>> BEGIN

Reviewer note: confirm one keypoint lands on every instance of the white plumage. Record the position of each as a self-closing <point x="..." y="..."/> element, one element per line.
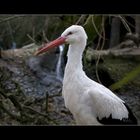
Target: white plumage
<point x="90" y="102"/>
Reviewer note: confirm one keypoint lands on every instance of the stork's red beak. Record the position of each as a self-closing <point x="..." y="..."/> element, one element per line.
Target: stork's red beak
<point x="52" y="44"/>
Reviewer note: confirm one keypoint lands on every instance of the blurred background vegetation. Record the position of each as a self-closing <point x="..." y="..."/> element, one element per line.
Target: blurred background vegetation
<point x="104" y="31"/>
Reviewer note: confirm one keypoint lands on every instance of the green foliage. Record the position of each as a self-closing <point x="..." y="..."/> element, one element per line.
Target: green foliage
<point x="90" y="28"/>
<point x="129" y="77"/>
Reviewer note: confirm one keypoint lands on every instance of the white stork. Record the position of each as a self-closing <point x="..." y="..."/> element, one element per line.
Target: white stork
<point x="90" y="102"/>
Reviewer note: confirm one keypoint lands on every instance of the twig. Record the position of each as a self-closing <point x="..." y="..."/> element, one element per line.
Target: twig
<point x="44" y="36"/>
<point x="96" y="28"/>
<point x="8" y="112"/>
<point x="125" y="24"/>
<point x="47" y="96"/>
<point x="10" y="18"/>
<point x="31" y="38"/>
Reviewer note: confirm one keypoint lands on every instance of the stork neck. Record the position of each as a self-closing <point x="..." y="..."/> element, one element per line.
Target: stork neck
<point x="75" y="57"/>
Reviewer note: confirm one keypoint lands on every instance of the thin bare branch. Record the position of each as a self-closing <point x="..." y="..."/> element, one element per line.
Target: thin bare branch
<point x="93" y="23"/>
<point x="125" y="23"/>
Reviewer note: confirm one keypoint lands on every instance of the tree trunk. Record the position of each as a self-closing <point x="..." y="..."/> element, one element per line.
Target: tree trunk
<point x="115" y="32"/>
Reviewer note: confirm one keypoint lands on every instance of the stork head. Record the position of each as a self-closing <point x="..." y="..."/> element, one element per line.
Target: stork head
<point x="75" y="34"/>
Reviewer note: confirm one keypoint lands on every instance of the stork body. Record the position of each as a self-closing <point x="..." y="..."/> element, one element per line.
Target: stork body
<point x="90" y="102"/>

>> END

> What you need to do
Recast all of the data above as a Markdown table with the columns Row and Line, numbering each line and skipping blank lines. Leave the pictures out.

> Solution for this task
| Row | Line |
|---|---|
| 1 | Reviewer note: confirm one keypoint lands on every instance of the white plumage. Record the position of each as a self-closing <point x="..." y="..."/> element, one element per line. |
| 2 | Target: white plumage |
| 3 | <point x="90" y="102"/> |
| 4 | Reviewer note: confirm one keypoint lands on every instance of the stork's red beak. Record the position of each as a self-closing <point x="..." y="..."/> element, one element per line. |
| 5 | Target: stork's red beak |
| 6 | <point x="52" y="44"/> |
| 7 | Reviewer note: confirm one keypoint lands on every instance of the blurred background vegetation. Record the position of each as a self-closing <point x="..." y="..."/> element, one element per line. |
| 8 | Target: blurred background vegetation |
| 9 | <point x="104" y="31"/> |
| 10 | Reviewer note: confirm one keypoint lands on every instance of the green foliage. Record the position of each as a self-closing <point x="..." y="..."/> element, one element per line. |
| 11 | Target: green foliage |
| 12 | <point x="90" y="28"/> |
| 13 | <point x="129" y="77"/> |
| 14 | Reviewer note: confirm one keypoint lands on every instance of the white stork. Record the position of each as a self-closing <point x="..." y="..."/> element, one element per line. |
| 15 | Target: white stork |
| 16 | <point x="90" y="102"/> |
| 17 | Reviewer note: confirm one keypoint lands on every instance of the twig. Record the position of each as a self-closing <point x="..." y="..."/> element, one element per line. |
| 18 | Target: twig |
| 19 | <point x="44" y="36"/> |
| 20 | <point x="96" y="28"/> |
| 21 | <point x="8" y="112"/> |
| 22 | <point x="125" y="24"/> |
| 23 | <point x="47" y="96"/> |
| 24 | <point x="10" y="18"/> |
| 25 | <point x="31" y="38"/> |
| 26 | Reviewer note: confirm one keypoint lands on every instance of the stork neck. Record the position of each as a self-closing <point x="..." y="..."/> element, one element per line. |
| 27 | Target: stork neck |
| 28 | <point x="75" y="57"/> |
| 29 | Reviewer note: confirm one keypoint lands on every instance of the thin bare branch. Record the position of each as a self-closing <point x="..." y="..."/> element, one element per line. |
| 30 | Target: thin bare branch |
| 31 | <point x="93" y="23"/> |
| 32 | <point x="125" y="23"/> |
| 33 | Reviewer note: confirm one keypoint lands on every instance of the tree trunk. Record the position of each as a self-closing <point x="..." y="..."/> element, one element per line. |
| 34 | Target: tree trunk |
| 35 | <point x="115" y="32"/> |
| 36 | Reviewer note: confirm one keypoint lands on every instance of the stork head. Record the position of each as a self-closing <point x="..." y="..."/> element, one element per line. |
| 37 | Target: stork head |
| 38 | <point x="75" y="34"/> |
| 39 | Reviewer note: confirm one keypoint lands on every instance of the stork body. Record the position of each as a self-closing <point x="..." y="..."/> element, one element per line. |
| 40 | Target: stork body |
| 41 | <point x="90" y="102"/> |